Starting with the first line, output the data exactly through to the end.

━━━━━ Exercise materials

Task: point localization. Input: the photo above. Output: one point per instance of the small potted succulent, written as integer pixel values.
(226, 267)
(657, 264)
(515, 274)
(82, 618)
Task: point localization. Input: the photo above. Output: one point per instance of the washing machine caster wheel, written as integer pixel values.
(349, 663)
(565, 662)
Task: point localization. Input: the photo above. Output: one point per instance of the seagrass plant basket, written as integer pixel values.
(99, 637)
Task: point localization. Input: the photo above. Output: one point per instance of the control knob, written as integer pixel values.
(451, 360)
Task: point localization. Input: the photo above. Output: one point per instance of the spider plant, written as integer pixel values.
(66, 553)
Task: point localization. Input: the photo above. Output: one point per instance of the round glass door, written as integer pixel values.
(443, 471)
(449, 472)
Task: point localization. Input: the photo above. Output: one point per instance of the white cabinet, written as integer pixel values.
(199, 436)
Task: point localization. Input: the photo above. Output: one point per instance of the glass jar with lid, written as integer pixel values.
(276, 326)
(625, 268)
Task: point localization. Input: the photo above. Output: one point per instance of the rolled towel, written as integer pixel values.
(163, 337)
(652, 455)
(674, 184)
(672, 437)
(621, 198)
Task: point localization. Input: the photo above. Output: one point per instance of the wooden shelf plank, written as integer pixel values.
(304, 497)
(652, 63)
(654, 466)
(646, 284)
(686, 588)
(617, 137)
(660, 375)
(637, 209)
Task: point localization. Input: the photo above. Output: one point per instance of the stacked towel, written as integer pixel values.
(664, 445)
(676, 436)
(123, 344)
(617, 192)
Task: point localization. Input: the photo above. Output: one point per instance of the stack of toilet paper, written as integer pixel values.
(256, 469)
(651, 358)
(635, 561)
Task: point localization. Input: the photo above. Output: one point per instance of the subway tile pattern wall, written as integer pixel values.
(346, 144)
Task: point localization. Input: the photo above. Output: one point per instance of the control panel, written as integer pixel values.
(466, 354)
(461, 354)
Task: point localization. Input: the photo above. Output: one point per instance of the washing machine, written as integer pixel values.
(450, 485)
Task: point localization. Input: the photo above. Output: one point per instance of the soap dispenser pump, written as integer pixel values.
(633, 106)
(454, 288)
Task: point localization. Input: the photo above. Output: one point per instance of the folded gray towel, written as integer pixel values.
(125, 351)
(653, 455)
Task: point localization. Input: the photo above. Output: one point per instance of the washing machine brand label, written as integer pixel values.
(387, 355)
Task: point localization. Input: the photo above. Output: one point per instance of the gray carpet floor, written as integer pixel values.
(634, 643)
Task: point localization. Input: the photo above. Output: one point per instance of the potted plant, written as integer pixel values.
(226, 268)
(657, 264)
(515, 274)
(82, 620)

━━━━━━━━━━

Result below ->
Task: point localization. Input: the photo above. Output: one point per instance of the small potted succulent, written as integer pixel values.
(226, 267)
(657, 264)
(515, 274)
(82, 618)
Task: point localization. Input: the photo above. Output: one point per instance of the washing machine caster wheel, written as integer pixel values.
(349, 663)
(565, 662)
Task: point localization. Input: the photo above. Output: one point per instance of the seagrass plant basket, written as integer pixel values.
(99, 637)
Task: point localization. Input: the photo above. Output: one point per instance of the control knob, written as integer pixel values.
(451, 360)
Task: point localization. Input: the photo above. Output: one point per instance of the spider plant, written as integer pixel values.
(66, 553)
Task: point localization. Input: the photo above. Output: one point per instance of the round glass door, written as integer pixel values.
(443, 471)
(449, 472)
Task: point localization. Input: the photo above. Output: one point per instance of the white cabinet, written as integer pixel values.
(199, 436)
Task: point localization. Input: the photo above. Output: one point per instance of the glass jar with lid, written as integer pixel values.
(276, 326)
(625, 268)
Task: point localization. Input: the photo above. Output: one point per instance of the rolled towel, written as integer pixel values.
(163, 337)
(652, 455)
(674, 184)
(672, 437)
(621, 198)
Task: point localization. Input: the photo above. Output: one point per instance of the wooden shelf plank, written as integer pixel values.
(304, 497)
(652, 63)
(654, 466)
(646, 284)
(686, 588)
(617, 137)
(660, 375)
(637, 209)
Task: point localization. Input: the photo above. Output: one point per instance of the stacked towel, written as integer pixel values.
(664, 445)
(676, 436)
(123, 344)
(617, 192)
Task: point localization. Input: the photo above. Output: one point per instance of the stack of toilet paper, written as integer pixel values.
(256, 469)
(651, 358)
(635, 561)
Task: point localization. Input: the photo above. Output: one point per instance of the subway tile pattern wall, written as integer pixel values.
(346, 144)
Task: point localization. Input: the photo above. Output: one point per instance of the control panel, written as integer pixel values.
(466, 354)
(461, 354)
Task: point localization. Input: the photo above. Output: one point per instance of the washing machine, written as integer pixel values.
(450, 485)
Task: point localization. Input: the photo above. Output: one point per instance of the soap dispenser pump, written as integer pixel values.
(633, 106)
(454, 288)
Task: point localization. Input: the photo above. Output: one point per instance of the folded gray towel, written as integer pixel values.
(125, 351)
(653, 455)
Task: point localization. Input: the photo above. Output: one point per instance of the washing machine brand label, written as integer pixel values.
(387, 355)
Task: point localization. Input: the photo above. Output: one point per instance of the gray carpet floor, written as integer pixel values.
(634, 643)
Task: point localization. Input: the photo above. Output: one point per instance of the potted plant, written as integer pixel values.
(226, 268)
(657, 264)
(515, 274)
(82, 620)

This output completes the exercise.